Top of Excerpt

For probably 40 years, energy analysts have pointed out a key problem for solar power relative to its fossil fuel counterparts: you pay for the whole system up front and all at once. The upfront costs are high.
With an internal combustion engine, say, you get to amortize the total cost of the power produced over the many years that you buy fuel for that engine. It's almost like a layaway plan for the power. Imagine if every time you bought a car, you had to buy all the gasoline that would run the car for its lifetime. That'd be an expensive automobile.
Solar finds itself in an analogous situation. The cost of the energy produced over the 20 years you've got the system all comes at the beginning. You are prepaying, essentially, for decades of electricity production when you buy the system. That means only people with substantial cash on hand are likely to put panels on their homes. Who has an extra ten or twenty grand lying around?
And that's where SunRun comes in. Lynn Jurich explains in the video above that her company gets money from banks -- hundreds of millions of dollars -- and then uses that money to finance the installation of solar systems on homes. Homeowners pay on a monthly basis, not up front, at rates that are comparable to or cheaper than the grid (SunRun says).

Bottom of Excerpt
Top of Excerpted data

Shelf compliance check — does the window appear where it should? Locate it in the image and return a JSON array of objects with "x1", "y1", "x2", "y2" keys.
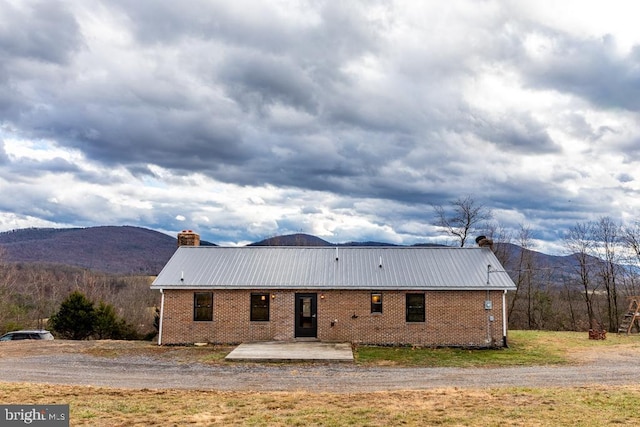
[
  {"x1": 371, "y1": 293, "x2": 382, "y2": 313},
  {"x1": 193, "y1": 292, "x2": 213, "y2": 322},
  {"x1": 251, "y1": 294, "x2": 269, "y2": 322},
  {"x1": 407, "y1": 294, "x2": 424, "y2": 322}
]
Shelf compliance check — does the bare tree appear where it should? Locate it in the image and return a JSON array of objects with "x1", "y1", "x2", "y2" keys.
[
  {"x1": 565, "y1": 223, "x2": 599, "y2": 328},
  {"x1": 433, "y1": 195, "x2": 493, "y2": 248},
  {"x1": 594, "y1": 217, "x2": 621, "y2": 332}
]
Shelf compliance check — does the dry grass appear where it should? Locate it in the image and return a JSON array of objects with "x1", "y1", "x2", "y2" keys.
[{"x1": 0, "y1": 383, "x2": 640, "y2": 426}]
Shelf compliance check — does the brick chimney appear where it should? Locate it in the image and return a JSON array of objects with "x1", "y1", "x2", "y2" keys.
[{"x1": 178, "y1": 230, "x2": 200, "y2": 246}]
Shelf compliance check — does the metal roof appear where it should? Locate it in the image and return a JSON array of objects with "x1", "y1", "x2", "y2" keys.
[{"x1": 151, "y1": 246, "x2": 516, "y2": 290}]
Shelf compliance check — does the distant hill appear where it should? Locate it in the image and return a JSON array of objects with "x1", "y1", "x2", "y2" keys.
[
  {"x1": 0, "y1": 226, "x2": 595, "y2": 282},
  {"x1": 0, "y1": 226, "x2": 177, "y2": 275}
]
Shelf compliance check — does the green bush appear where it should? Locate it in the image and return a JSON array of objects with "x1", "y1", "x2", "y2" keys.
[{"x1": 49, "y1": 291, "x2": 138, "y2": 340}]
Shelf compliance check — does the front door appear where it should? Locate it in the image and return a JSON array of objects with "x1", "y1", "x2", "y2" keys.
[{"x1": 296, "y1": 294, "x2": 318, "y2": 338}]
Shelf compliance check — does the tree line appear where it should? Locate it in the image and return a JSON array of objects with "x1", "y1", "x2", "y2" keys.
[{"x1": 0, "y1": 252, "x2": 160, "y2": 339}]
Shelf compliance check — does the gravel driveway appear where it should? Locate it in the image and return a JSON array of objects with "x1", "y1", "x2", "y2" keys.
[{"x1": 0, "y1": 342, "x2": 640, "y2": 392}]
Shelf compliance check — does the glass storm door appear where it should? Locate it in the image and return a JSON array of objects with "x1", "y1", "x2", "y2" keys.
[{"x1": 295, "y1": 294, "x2": 318, "y2": 338}]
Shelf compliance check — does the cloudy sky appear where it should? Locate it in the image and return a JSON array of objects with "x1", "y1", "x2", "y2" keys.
[{"x1": 0, "y1": 0, "x2": 640, "y2": 253}]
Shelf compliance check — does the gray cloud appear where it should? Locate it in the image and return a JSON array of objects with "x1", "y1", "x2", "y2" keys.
[{"x1": 0, "y1": 0, "x2": 640, "y2": 254}]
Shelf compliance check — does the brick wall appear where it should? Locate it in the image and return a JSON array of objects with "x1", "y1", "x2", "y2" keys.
[{"x1": 162, "y1": 290, "x2": 510, "y2": 347}]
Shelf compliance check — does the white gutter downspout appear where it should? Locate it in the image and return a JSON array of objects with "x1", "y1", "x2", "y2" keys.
[
  {"x1": 502, "y1": 289, "x2": 508, "y2": 347},
  {"x1": 158, "y1": 288, "x2": 164, "y2": 345}
]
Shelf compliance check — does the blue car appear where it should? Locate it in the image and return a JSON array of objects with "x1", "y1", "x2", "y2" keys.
[{"x1": 0, "y1": 330, "x2": 53, "y2": 341}]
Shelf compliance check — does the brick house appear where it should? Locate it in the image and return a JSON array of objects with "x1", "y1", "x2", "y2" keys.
[{"x1": 151, "y1": 234, "x2": 515, "y2": 347}]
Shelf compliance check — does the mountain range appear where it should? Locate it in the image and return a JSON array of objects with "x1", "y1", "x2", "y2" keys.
[{"x1": 0, "y1": 226, "x2": 571, "y2": 275}]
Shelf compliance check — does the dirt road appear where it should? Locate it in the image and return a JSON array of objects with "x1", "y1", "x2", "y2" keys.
[{"x1": 0, "y1": 341, "x2": 640, "y2": 393}]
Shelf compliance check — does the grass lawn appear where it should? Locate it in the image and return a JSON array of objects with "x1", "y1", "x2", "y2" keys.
[{"x1": 355, "y1": 331, "x2": 640, "y2": 367}]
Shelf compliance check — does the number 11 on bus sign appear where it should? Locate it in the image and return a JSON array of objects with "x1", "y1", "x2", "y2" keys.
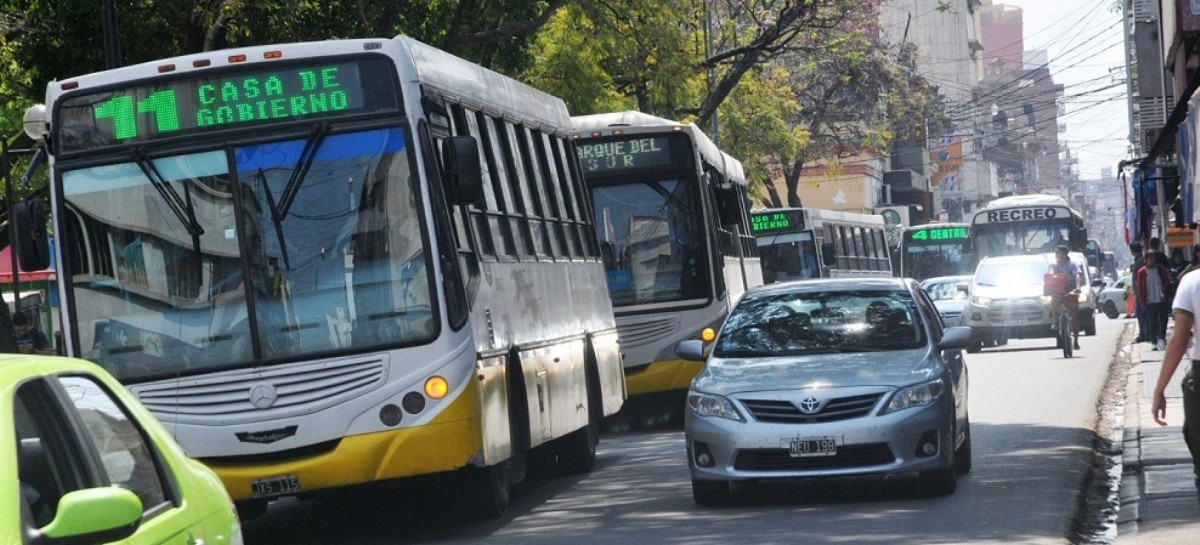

Bottom of Excerpted data

[What to work on]:
[1] In the solar financing text, where does SunRun get the money it uses to pay for home solar installations?
[2] Continue the text about solar power and SunRun from its last sentence.

[Response list]:
[1] From banks, in amounts of hundreds of millions of dollars.

[2]
We still don't know how much money SunRun makes on each home, but we do know that the company's model has exploded. Most new solar is now being installed with the leasing model and other companies like SolarCity and Sungevity are trying to horn in on SunRun's business (even if SunRun remains the largest solar leasing company).
The takeaway from SunRun is simple, though: sometimes the innovations that matter aren't technical but financial (or even social). Of course, developing more efficient, less expensive solar cells helps, but the technology development alone cannot guarantee successful market deployments.